▶ _ORIENTAÇÃO 1_:
Responda com base no texto sobre São Jorge e o Dragão:
(a) Em que lugar São Jorge morava havia muitos séculos?
(b) Qual era a máxima espiritual dele?
(c) Quem tinha enfeitiçado a donzela e a mandado para a Lua?

▶ _TRECHO ESCOLHIDO_:
--------------------

Dragão de Jorge
Aposentadoria é quando o Dragão vira donzela, quando a
batalha dá lugar ao gozo. Mas o simplesmente gozar não nos foi ensinado.
E mergulhamos então na tristeza da depressão.
Rubem Alves*
Sou Professor
universitário, no gozo da liberdade que a aposentadoria traz, tinha
agora tempo para ler os livros que não lera, fazer as viagens que não
fizera, ou simplesmente tempo para vagabundear. Sobravam-lhe as razões
para viver o que William Blake escrevera: "No tempo de semear, aprender;
no tempo de colher, ensinar; no tempo do inverno, gozar...". Seu
inverno chegara. Estava aposentado, livre da compulsão prática que o
trabalho impõe. Podia entregar-se a realizar os sonhos com que sempre
sonhara. Chegara o tempo de gozar.
Minha cabeça, ao se
defrontar com um enigma, faz o que faziam os gregos: ela inventa
histórias, mitos. Pois foi isso que aconteceu. Baixou-me a história que
passo a contar para explicar a incapacidade de gozar quando é tempo de
gozar. "Desde muitos séculos,
São Jorge fora um habitante da Lua. Romântica quando vista da Terra, a
Lua era a arena de uma batalha diária entre o Santo Guerreiro e o Dragão
da Maldade. Todas as manhãs, ao acordar, São Jorge sabia: havia uma
missão que só ele poderia cumprir.
Era esse sentimento quase
religioso de missão e de dever que dava sentido à sua vida. Bem que ele
poderia ter matado o Dragão séculos antes. Mas ele sabia que se matasse
o Dragão sua vida se transformaria num tédio sem fim: nada para fazer,
nenhuma missão a cumprir. Sua máxima espiritual era 'Pugno, ergo sum':
luto, logo existo. São as batalhas que dão sentido à vida.
Aconteceu, entretanto,
algo de que ninguém suspeitava. O Dragão era, na verdade, uma linda
donzela que uma bruxa invejosa havia enfeitiçado e mandado para a Lua.
Mas como todo feitiço tem um prazo de validade, chegou também o dia em
que a validade do feitiço chegou ao fim e se desfez: o horrendo Dragão
foi transformado numa linda donzela.
São Jorge, que tudo
ignorava, acordou na manhã daquele dia como acordava todos os dias,
determinado a cumprir o seu destino que era dar combate ao Dragão. Com
lança, armadura e espada saiu o guerreiro em seu cavalo. Mas qual não
foi o seu susto quando, em vez de um Dragão, o que o esperava era um ser
que lhe era totalmente estranho: uma linda donzela.

--------------------

▶ _TRECHOS DAS LINHAS_:
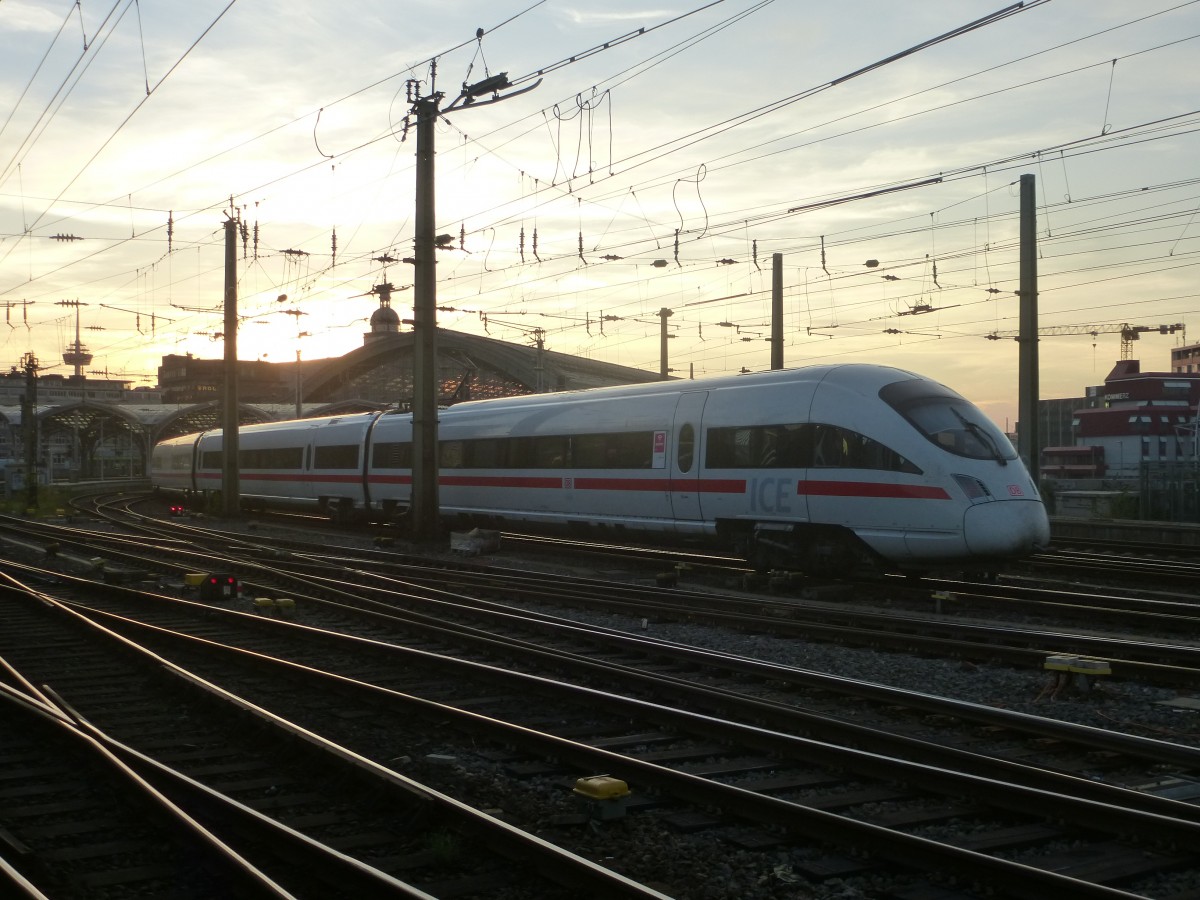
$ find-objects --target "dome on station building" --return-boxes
[364,302,400,341]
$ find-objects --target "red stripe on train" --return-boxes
[796,481,950,500]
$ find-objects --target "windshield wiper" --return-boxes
[950,407,1008,466]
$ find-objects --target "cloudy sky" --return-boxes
[0,0,1200,426]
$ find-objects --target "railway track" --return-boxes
[7,504,1194,895]
[0,573,661,898]
[2,561,1190,896]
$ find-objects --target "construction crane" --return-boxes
[984,322,1188,359]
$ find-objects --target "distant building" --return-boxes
[1042,360,1200,481]
[1171,343,1200,374]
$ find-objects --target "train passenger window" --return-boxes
[238,446,304,469]
[312,444,359,469]
[438,440,466,469]
[371,440,413,469]
[704,422,920,475]
[462,438,505,469]
[676,425,696,472]
[571,434,608,469]
[604,431,654,469]
[533,434,571,469]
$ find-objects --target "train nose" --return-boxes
[962,500,1050,557]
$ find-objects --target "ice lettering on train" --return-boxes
[749,478,792,512]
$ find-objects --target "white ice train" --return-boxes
[150,365,1050,570]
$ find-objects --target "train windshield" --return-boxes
[880,379,1016,464]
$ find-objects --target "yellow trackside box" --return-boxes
[575,775,629,800]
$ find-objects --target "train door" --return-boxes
[667,391,708,520]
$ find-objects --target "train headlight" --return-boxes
[954,475,995,503]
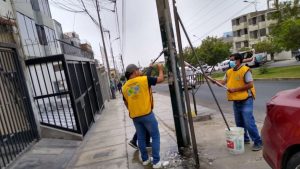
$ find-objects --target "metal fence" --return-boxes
[0,46,38,168]
[25,55,103,135]
[97,66,110,101]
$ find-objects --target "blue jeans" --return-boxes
[133,113,160,164]
[233,97,262,145]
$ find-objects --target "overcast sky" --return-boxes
[50,0,267,68]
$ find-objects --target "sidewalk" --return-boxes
[154,94,270,169]
[11,93,269,169]
[67,96,185,169]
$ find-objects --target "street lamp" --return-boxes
[243,0,260,41]
[103,29,117,79]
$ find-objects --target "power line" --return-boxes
[189,0,234,31]
[186,0,218,25]
[192,4,252,43]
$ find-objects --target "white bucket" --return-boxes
[225,127,245,154]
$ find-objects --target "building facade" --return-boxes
[231,10,276,52]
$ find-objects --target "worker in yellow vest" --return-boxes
[122,64,164,168]
[212,53,262,151]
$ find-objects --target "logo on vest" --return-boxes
[127,85,140,97]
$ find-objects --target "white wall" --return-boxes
[0,0,15,18]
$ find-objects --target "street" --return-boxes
[153,80,300,122]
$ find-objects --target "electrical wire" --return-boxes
[188,0,240,31]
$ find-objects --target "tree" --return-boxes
[198,37,231,66]
[270,0,300,50]
[239,47,251,52]
[271,19,300,50]
[253,40,282,61]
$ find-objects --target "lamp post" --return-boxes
[244,0,260,41]
[103,30,117,76]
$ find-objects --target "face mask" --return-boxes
[229,60,236,68]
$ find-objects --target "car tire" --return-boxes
[286,152,300,169]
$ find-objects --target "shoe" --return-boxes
[128,140,139,150]
[139,155,153,166]
[252,144,262,151]
[152,161,169,168]
[244,140,251,144]
[146,142,152,148]
[142,157,152,165]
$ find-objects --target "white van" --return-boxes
[179,66,196,89]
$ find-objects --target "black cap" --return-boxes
[126,64,139,74]
[125,64,138,80]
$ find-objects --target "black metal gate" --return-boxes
[0,45,38,168]
[26,54,103,135]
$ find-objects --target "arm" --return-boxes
[156,64,164,83]
[123,96,128,109]
[146,64,153,77]
[228,81,253,93]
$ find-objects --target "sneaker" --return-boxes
[139,155,153,166]
[142,157,152,165]
[252,144,262,151]
[128,140,139,150]
[244,140,250,144]
[152,161,169,168]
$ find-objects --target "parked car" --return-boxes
[179,66,196,89]
[261,87,300,169]
[295,53,300,61]
[219,59,230,72]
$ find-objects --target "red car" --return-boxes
[262,87,300,169]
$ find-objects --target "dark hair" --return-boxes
[230,53,244,63]
[125,72,132,80]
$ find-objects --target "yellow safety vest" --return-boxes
[226,66,256,101]
[122,76,153,118]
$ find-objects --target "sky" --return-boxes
[49,0,267,70]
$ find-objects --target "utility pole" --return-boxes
[156,0,190,155]
[104,30,118,77]
[96,0,111,80]
[172,0,200,168]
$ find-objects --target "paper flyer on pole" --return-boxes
[206,76,228,90]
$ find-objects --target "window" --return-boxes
[17,12,42,57]
[251,17,256,25]
[236,30,241,37]
[259,28,266,36]
[235,42,242,48]
[250,30,258,39]
[241,16,247,22]
[36,25,48,45]
[231,19,236,25]
[261,15,266,21]
[235,18,240,25]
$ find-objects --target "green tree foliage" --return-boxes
[253,39,282,60]
[271,19,300,50]
[271,0,300,50]
[184,37,231,65]
[239,47,251,52]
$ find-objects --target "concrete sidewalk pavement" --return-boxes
[67,93,190,169]
[154,93,270,169]
[11,93,269,169]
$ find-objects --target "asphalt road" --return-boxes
[153,80,300,122]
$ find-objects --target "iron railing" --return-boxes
[25,55,103,135]
[0,46,38,168]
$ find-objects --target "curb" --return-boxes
[254,77,300,81]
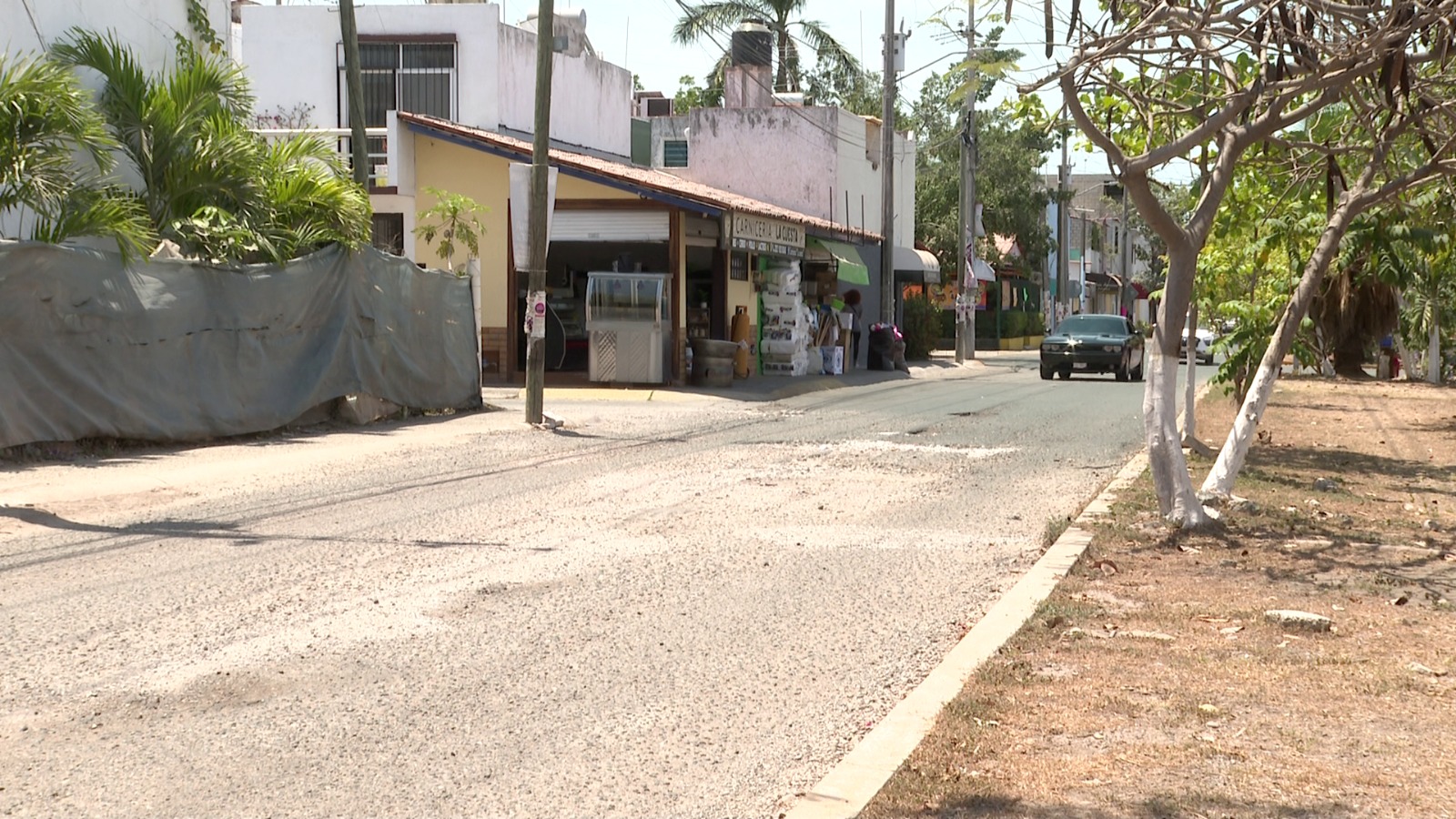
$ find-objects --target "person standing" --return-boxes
[844,290,864,369]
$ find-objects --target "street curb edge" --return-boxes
[784,451,1148,819]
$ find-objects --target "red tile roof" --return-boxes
[399,111,881,242]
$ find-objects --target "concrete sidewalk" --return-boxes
[482,349,1036,402]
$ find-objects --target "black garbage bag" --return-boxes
[864,324,910,373]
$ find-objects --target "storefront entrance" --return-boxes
[511,240,668,375]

--------------------

▶ _ORIENTAÇÃO 2_: Redimensione as linhas, e não o texto. Reescreva-as com os pedidos, começando pelo início das linhas e indo até a linha que contém "[2,561,1190,896]", as duas pontas incluídas. Multiplique por 0,7 cada coordenada das caixas nas respostas, arredonde para inteiro com metades para cima e deixe as figuras de fora.

▶ _SOLUÇÃO 1_:
(a) Na Lua.
(b) "Pugno, ergo sum": luto, logo existo.
(c) Uma bruxa invejosa.

▶ _SOLUÇÃO 2_:
$ find-objects --target "dome on station building" --return-boxes
[255,211,280,239]
$ find-objects --target "red stripe on train" --return-boxes
[557,337,665,350]
$ find-objects --target "windshield wiper" --return-boxes
[665,285,706,326]
$ find-objects --target "cloudy sky" --return-boxes
[0,0,840,298]
$ find-objects --target "railway track" --return-boxes
[5,353,836,627]
[0,401,463,629]
[1,393,833,627]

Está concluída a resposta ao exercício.